◆ **Supplied data**:
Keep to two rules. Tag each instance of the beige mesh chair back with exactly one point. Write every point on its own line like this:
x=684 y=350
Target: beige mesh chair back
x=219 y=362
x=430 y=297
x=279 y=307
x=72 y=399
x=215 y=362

◆ **What to produce**:
Repeat each record exactly, leaving nothing out.

◆ **Reply**:
Keep to two rules. Tag each instance of the beige mesh chair back with exactly one point. Write every point on its own line like this:
x=684 y=350
Target: beige mesh chair back
x=219 y=362
x=430 y=297
x=279 y=307
x=72 y=399
x=215 y=362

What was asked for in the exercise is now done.